» **Task details**
In the listing below, the lines starting with the line with "Target: thin twig" and going on through the line with "Guideline: for every instance of the small" are to be reproduced exactly, and only those.

----

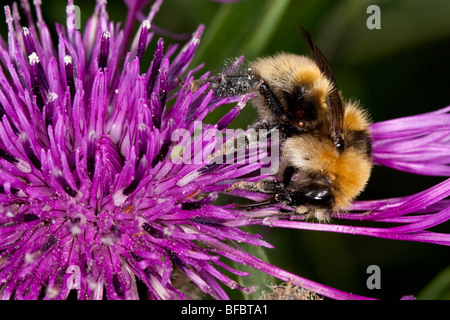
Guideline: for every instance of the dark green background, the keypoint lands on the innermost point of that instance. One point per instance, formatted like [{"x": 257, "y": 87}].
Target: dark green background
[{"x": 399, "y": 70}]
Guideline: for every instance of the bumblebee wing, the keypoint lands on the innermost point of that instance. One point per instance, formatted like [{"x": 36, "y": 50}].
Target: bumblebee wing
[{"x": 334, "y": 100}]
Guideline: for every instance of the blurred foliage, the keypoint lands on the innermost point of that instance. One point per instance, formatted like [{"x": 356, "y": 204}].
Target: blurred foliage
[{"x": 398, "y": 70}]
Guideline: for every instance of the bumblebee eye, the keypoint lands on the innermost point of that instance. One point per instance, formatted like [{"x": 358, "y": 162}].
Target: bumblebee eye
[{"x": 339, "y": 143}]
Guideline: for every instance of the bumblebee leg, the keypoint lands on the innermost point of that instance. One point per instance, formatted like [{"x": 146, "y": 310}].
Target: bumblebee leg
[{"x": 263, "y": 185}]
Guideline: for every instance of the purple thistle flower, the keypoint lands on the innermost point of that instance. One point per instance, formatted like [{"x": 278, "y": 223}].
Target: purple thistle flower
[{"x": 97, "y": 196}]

----

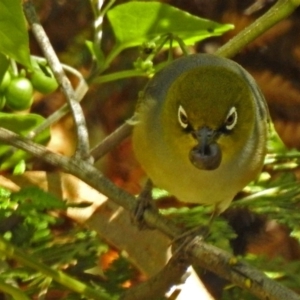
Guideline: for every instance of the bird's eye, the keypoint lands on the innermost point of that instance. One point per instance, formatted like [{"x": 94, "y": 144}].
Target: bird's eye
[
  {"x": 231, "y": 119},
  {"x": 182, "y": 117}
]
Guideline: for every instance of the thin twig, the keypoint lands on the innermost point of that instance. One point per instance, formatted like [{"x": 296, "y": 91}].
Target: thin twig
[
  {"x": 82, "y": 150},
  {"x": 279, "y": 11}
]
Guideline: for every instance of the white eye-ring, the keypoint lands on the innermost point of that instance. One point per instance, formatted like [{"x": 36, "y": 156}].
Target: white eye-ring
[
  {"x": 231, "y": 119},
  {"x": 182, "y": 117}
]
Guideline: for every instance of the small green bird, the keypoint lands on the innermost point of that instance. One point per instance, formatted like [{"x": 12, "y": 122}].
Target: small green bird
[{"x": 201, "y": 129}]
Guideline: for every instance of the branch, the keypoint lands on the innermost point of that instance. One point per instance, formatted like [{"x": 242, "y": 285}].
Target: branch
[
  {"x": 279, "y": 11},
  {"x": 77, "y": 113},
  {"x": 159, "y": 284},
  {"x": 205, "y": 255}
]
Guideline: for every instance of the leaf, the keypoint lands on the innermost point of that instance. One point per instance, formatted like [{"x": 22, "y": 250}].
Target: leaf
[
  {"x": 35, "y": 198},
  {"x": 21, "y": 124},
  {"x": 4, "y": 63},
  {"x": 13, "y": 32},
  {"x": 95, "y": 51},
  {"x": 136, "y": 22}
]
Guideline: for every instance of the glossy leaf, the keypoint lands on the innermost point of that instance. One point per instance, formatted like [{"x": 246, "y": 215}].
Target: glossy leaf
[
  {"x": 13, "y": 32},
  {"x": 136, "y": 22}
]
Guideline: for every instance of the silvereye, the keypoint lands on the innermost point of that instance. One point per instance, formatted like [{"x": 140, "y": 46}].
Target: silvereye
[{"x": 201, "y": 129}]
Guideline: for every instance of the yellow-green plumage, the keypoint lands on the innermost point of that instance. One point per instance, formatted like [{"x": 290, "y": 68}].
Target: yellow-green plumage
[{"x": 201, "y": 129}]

----

» **Written answer**
Target: thin twig
[
  {"x": 82, "y": 150},
  {"x": 279, "y": 11}
]
Guideline: for every instance of the white eye-ring, the keypoint lands on the innermost point of that instance. One point per instance, formatted like [{"x": 36, "y": 156}].
Target: white eye-ring
[
  {"x": 231, "y": 119},
  {"x": 182, "y": 117}
]
Guideline: for every instance of the small green bird, the keypoint lands on the innermost point of that instance. One point per instance, formatted like [{"x": 12, "y": 122}].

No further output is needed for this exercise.